> READING TEXT
┌──
Module I · Production, Compliance & Career - Chapter 76

Monitoring, Reconciliation and Incident Handling

Keeping a live book honest and alive - real-time monitoring, end-of-day reconciliation, logging, alerting and a calm incident response.

NSE
What you'll learn
  • ·Live monitoring and dashboards
  • ·Risk-limit alerts
  • ·Trade and position reconciliation
  • ·Logging and audit trails
  • ·Incident response
  • ·Post-mortems

A strategy that prints money in a backtest can still bankrupt you on a Tuesday afternoon. Not because the alpha vanished, but because a fill handler dropped a message and your system spent an hour trading a position it could not see. Or because a loss limit existed in a config file that nobody wired to an alert. The research is the glamorous half of quant; the unglamorous other half is operations - watching the live system, proving its books match the broker's, and having a calm, rehearsed answer for the moment something breaks. This chapter is about that half. It is the difference between a bad day and a blown-up account.

The monitoring loop

A live trading system is not fire-and-forget. The moment it places real orders it becomes a process you must watch, continuously, the way an operations desk watches a power grid. The core of that watching is a small set of numbers refreshed every few seconds: net P&L (realised plus mark-to-market), open positions by symbol, current exposure against your limits, order fill rates and rejects, data latency and feed staleness, and the simple heartbeat question - is the strategy process even alive?

The mistake beginners make is to monitor the strategy's opinion of the world (its internal P&L, its internal position) and nothing else. The whole point of a monitor is to catch the moment the system's opinion diverges from reality. So a good dashboard always shows two columns side by side: what we think, and what the venue says. When they agree, green. When they drift, you want to know in seconds, not at end-of-day settlement.

OpenAlgo live monitor14:40 IST DAY P&L Rs -2,800 RELIANCE long 500 sh POSITIONS internal +1000 sh broker +1500 break +500 RISK LIMITS day loss exposure ALERTS 09:18 monitor live, all limits within range 14:40 DAY LOSS LIMIT BREACHED -2,800 < -2,500 halt new orders
A live monitor: two columns (what we think vs what the venue says), risk bars, and an alert log - one limit tripping

Risk-limit alerts

A limit you do not alert on is a comment, not a control. Every limit in your system - a per-strategy day-loss cap, a max position, a gross-exposure ceiling, a fat-finger order-size guard - needs a live check on every tick or every order, and a channel it screams down when crossed: a desk dashboard, a message to your phone, and ideally an automatic action like halting new orders or flattening.
└──
> GIVEN DATA
┌──
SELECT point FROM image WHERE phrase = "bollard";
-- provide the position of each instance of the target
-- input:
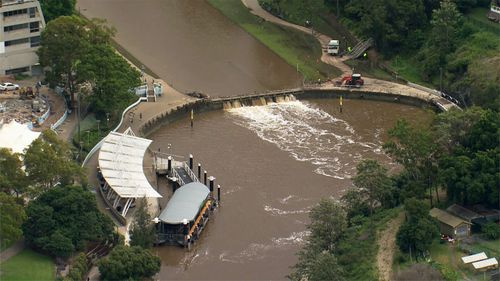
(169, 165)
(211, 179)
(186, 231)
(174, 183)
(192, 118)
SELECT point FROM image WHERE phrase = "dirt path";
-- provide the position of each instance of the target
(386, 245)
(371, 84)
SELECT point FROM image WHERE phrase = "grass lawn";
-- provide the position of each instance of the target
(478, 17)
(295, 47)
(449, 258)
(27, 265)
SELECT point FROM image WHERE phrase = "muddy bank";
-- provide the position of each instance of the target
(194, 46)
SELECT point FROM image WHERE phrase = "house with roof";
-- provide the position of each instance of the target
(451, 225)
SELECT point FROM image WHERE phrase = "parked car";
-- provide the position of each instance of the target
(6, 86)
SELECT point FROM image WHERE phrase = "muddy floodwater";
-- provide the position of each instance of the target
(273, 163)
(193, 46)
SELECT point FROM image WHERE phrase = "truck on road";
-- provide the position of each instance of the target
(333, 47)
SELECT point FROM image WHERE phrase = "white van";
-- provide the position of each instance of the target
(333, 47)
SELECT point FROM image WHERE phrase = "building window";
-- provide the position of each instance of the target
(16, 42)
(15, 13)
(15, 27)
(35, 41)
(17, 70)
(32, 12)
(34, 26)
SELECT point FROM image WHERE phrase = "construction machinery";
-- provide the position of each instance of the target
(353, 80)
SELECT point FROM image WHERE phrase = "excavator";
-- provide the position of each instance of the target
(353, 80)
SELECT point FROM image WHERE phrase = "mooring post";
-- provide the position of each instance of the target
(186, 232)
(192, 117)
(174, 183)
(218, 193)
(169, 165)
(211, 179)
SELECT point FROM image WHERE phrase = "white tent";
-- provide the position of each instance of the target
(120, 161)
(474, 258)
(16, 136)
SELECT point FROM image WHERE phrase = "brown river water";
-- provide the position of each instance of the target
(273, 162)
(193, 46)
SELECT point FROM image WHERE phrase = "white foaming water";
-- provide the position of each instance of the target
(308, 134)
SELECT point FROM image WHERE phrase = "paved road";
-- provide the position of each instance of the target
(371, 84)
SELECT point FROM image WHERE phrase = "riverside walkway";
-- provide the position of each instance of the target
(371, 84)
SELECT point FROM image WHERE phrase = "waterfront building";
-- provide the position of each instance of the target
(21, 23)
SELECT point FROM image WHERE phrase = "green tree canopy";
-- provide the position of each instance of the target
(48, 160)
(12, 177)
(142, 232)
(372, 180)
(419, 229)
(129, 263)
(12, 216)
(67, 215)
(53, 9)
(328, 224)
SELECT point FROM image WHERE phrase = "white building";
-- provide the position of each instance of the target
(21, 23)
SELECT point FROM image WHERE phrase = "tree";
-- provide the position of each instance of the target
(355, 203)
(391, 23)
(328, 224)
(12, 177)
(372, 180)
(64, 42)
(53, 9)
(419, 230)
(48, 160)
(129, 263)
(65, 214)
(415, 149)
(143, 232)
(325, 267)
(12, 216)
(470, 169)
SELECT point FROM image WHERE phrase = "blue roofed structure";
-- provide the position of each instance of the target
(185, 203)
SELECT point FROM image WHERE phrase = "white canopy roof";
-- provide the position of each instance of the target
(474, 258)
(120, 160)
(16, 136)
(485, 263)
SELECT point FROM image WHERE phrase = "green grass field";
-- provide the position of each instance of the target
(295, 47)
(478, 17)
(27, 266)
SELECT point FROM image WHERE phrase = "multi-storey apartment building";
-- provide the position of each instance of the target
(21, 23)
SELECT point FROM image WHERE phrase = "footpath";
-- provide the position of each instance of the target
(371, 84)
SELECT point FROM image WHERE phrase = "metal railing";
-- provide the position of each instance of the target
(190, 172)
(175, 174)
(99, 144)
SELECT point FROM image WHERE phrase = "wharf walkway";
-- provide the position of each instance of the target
└──
┌──
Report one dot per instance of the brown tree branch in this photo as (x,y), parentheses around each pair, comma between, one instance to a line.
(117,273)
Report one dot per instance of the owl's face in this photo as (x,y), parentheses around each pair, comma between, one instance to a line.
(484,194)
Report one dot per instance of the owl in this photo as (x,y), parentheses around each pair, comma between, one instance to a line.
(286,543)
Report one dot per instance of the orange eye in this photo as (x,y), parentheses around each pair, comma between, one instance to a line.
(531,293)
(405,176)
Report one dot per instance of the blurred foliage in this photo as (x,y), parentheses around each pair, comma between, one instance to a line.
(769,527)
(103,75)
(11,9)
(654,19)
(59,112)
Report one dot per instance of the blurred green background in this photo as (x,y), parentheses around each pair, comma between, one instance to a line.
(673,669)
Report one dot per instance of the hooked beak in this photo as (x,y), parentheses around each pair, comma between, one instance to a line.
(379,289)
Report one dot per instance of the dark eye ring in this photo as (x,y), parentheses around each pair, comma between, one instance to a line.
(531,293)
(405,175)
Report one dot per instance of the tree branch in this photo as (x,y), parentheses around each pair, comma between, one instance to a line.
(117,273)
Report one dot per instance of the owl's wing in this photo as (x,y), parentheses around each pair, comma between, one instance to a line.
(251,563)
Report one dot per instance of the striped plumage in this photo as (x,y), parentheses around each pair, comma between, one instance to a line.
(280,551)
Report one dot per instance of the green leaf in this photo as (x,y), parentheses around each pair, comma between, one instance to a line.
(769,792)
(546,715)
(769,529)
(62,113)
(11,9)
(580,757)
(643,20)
└──
┌──
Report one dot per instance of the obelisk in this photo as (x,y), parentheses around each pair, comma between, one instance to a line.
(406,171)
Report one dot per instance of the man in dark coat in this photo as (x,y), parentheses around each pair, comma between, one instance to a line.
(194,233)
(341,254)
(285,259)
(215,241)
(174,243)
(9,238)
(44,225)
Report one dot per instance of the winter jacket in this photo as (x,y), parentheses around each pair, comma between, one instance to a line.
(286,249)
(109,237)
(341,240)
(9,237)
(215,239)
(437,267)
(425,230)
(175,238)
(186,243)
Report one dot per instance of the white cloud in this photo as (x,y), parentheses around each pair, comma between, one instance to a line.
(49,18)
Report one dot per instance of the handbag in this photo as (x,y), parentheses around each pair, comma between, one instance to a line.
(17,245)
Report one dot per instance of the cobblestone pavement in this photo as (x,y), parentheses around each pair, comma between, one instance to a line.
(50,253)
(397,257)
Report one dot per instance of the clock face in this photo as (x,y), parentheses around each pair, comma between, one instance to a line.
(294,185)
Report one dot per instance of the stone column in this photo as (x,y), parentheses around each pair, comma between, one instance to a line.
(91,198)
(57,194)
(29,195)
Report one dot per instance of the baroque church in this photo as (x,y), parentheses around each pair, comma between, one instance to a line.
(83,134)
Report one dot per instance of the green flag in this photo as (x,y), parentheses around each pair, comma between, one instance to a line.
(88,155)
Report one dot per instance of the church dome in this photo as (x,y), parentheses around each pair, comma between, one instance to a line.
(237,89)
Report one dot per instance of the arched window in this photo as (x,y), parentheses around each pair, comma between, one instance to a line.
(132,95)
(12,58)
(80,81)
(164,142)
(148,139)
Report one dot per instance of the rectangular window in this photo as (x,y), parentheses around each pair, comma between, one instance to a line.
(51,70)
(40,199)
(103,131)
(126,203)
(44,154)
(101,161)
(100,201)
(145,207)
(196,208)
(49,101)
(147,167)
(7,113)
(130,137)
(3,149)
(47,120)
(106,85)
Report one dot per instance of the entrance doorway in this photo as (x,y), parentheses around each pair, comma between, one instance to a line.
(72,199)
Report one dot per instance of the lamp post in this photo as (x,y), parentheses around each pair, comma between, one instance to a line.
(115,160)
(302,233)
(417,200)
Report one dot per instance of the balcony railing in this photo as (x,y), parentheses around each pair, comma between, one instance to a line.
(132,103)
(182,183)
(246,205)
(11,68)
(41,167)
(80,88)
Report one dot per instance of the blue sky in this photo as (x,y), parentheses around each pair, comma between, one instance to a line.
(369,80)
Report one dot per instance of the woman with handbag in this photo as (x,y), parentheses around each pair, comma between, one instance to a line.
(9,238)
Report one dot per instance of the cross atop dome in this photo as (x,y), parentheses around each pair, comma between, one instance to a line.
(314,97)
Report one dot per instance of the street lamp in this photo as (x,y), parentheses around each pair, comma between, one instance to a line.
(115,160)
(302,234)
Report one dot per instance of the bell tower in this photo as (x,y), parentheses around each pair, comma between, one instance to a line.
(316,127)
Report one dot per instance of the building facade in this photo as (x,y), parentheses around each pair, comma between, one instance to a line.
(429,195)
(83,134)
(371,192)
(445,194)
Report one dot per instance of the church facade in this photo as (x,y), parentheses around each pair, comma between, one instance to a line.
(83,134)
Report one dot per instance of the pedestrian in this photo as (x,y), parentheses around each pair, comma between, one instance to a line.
└──
> LIST OF TASKS
1. Answer these from the chapter on trading operations:
(a) How often is the core set of monitored numbers refreshed?
(b) What two columns does a good dashboard show side by side?
(c) What automatic actions are named as ideal when a limit is crossed?
2. In the chapter on trading operations, rewrite the paragraph beginning "A live trading system is not fire-and-forget" as a short introductory sentence followed by a bulleted list of the numbers it names.
3. According to the chapter on trading operations, why should a good dashboard show the venue's figures alongside the system's own? Answer in one to three sentences.
The data has no connection to the chapter on trading operations.

> RESPONSES TO THE EXERCISE
1.
(a) Every few seconds.
(b) What we think, and what the venue says.
(c) Halting new orders or flattening.

2.
A live trading system must be watched continuously once it places real orders, using a small set of numbers refreshed every few seconds:
- net P&L (realised plus mark-to-market)
- open positions by symbol
- current exposure against limits
- order fill rates and rejects
- data latency and feed staleness
- a heartbeat check on whether the strategy process is alive

3. The purpose of a monitor is to catch the moment the system's view of the world diverges from reality. Watching only the strategy's internal P&L and position, which the chapter calls a beginner's mistake, cannot reveal that drift. Showing both columns side by side lets you spot a divergence within seconds rather than at end-of-day settlement.